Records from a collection
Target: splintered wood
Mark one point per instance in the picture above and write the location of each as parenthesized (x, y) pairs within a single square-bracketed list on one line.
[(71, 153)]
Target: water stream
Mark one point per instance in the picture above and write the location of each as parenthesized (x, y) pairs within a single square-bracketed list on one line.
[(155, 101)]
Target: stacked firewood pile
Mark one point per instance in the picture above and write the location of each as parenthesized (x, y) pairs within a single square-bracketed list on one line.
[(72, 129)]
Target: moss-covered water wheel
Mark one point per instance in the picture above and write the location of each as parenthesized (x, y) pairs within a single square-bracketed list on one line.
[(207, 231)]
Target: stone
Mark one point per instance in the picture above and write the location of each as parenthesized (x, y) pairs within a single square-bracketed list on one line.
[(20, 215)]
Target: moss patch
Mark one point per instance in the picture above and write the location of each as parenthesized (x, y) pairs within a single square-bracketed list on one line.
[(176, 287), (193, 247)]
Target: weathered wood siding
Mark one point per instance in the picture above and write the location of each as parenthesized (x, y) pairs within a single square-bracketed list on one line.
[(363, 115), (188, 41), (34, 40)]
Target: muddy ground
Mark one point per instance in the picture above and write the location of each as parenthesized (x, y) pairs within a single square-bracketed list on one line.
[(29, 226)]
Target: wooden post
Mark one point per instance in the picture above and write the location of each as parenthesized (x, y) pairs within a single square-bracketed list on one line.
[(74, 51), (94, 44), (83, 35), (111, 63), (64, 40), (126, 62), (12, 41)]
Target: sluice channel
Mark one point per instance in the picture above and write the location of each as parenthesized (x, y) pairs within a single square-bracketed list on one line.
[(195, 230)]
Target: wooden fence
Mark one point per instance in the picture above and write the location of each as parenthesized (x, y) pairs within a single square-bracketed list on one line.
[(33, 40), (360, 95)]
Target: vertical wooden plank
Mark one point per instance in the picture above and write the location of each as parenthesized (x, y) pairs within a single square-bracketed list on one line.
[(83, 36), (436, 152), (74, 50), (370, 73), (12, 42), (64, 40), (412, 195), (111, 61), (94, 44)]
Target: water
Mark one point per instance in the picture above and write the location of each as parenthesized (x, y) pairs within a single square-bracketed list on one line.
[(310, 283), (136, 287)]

→ **WHAT YOU SHOULD DO**
Copy out all of the material above, replacing "on one line" with "on a single line" wherever it occurs and leaving everything else as it is.

→ **OUTPUT OF THE TASK**
Target: splintered wood
Mark one point per instance in the picture above and write the location of each as parenthesized (x, y) pairs within a single square-bracketed list on a single line.
[(71, 153)]
Target: water stream
Mark one point per instance in the picture above and write the location of each as parenthesized (x, y) pairs within a single square-bracketed list on a single line.
[(155, 101)]
Target: stacked firewood pile
Mark one point per instance in the picture above and write the location of each as parenthesized (x, y) pairs within a single square-bracketed list on a single line.
[(72, 129)]
Target: moss-covered water wheel
Mark one point per instance in the picture above and write the location of each as parenthesized (x, y) pairs within a single square-bracketed list on a single line.
[(207, 231)]
Target: stone
Mark one point per instance in the picture above and write the location of each as parenthesized (x, y) pairs within a single square-bracketed list on a single line.
[(20, 215)]
Target: moss patch
Mark one point per instance in the picture above and write the location of each as parenthesized (x, y) pairs within a single square-bracketed list on a single line.
[(176, 287), (193, 247)]
Target: weathered wood siding
Mark one point per instance in the picture above and write the location of each as parenthesized (x, y) pairs within a single square-bracketed list on a single line.
[(363, 115), (188, 41), (34, 40)]
Target: muddy ground
Mark one point per instance in the picture above and write the location of each as parenthesized (x, y) pairs within a single square-bracketed list on a single line.
[(29, 226)]
Target: wooden post
Mark one point per instance in the picture above and write the location of each as parenthesized (x, y) pairs within a single square-bracketed list on a single line.
[(74, 51), (94, 44), (83, 35), (111, 63), (64, 40), (126, 62), (12, 41)]
Target: sluice channel
Mark one point per instance in the picture above and write the location of each as parenthesized (x, y) pairs within a single square-bracketed list on a single line.
[(195, 230)]
Target: wooden fence
Mark one point per instance in the picture above and write the location of each as parenthesized (x, y) pairs within a single square-bracketed list on a single line.
[(33, 40), (360, 95)]
Target: vertical wooden plank
Mark one point per instance in the picture above and write the location of each as parenthesized (x, y) pairs within a single square-bracketed list on a single line.
[(83, 36), (436, 152), (74, 50), (370, 73), (12, 42), (64, 40), (412, 195), (111, 61), (94, 44)]
Target: water
Mark one point per instance in the picture above and write the location of each as parenthesized (x, y) pairs within a single square-bracketed list on a single line.
[(310, 283), (136, 287)]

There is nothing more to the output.